Stored records:
###

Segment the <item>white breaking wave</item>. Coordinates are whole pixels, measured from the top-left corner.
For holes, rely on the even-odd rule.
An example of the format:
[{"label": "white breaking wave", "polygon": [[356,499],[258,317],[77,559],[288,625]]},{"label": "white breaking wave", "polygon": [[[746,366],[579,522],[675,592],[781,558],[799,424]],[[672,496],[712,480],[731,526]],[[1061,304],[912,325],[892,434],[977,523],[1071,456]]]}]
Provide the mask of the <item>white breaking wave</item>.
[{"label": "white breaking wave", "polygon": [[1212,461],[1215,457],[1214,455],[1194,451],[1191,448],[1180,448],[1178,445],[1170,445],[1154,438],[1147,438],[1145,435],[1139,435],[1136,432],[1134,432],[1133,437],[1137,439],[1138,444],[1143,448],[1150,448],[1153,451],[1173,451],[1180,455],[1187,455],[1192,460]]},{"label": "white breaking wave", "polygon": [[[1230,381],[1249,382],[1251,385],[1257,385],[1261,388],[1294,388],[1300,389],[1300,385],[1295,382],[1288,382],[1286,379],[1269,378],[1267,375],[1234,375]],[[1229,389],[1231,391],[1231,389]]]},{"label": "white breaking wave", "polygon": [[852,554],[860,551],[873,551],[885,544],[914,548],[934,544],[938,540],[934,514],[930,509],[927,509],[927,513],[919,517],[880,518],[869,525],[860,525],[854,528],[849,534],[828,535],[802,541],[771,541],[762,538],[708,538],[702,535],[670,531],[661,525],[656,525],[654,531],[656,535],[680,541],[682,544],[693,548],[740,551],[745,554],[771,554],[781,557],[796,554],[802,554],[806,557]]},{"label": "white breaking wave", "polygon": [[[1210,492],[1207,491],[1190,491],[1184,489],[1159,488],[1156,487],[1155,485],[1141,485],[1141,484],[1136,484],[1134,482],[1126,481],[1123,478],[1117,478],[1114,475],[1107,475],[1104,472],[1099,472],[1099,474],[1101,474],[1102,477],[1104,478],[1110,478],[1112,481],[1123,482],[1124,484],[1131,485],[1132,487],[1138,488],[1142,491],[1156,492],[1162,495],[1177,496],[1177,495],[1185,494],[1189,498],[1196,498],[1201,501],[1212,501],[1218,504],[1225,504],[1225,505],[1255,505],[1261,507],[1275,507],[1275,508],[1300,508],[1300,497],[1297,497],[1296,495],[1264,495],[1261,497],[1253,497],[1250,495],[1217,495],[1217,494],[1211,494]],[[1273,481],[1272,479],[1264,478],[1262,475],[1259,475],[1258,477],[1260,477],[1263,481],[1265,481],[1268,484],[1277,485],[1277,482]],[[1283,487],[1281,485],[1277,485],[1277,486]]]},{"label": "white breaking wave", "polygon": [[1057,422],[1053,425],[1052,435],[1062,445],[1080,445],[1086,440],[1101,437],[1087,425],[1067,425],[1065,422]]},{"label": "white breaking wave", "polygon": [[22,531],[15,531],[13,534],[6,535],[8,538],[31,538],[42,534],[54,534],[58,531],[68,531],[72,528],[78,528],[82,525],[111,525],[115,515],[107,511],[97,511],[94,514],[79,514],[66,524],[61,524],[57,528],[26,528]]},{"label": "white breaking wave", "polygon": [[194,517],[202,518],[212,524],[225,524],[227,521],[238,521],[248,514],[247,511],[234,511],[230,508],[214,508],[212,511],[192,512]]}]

###

## WHAT IS BEING ASKED
Up to and including the line with "An example of", repeat the data exactly, starting from its first line; nothing else belongs in the response.

## OUTPUT BELOW
Segment the <item>white breaking wave</item>. Coordinates are whole pixels, measured from the top-left corner.
For holes, rely on the even-odd rule.
An example of the format:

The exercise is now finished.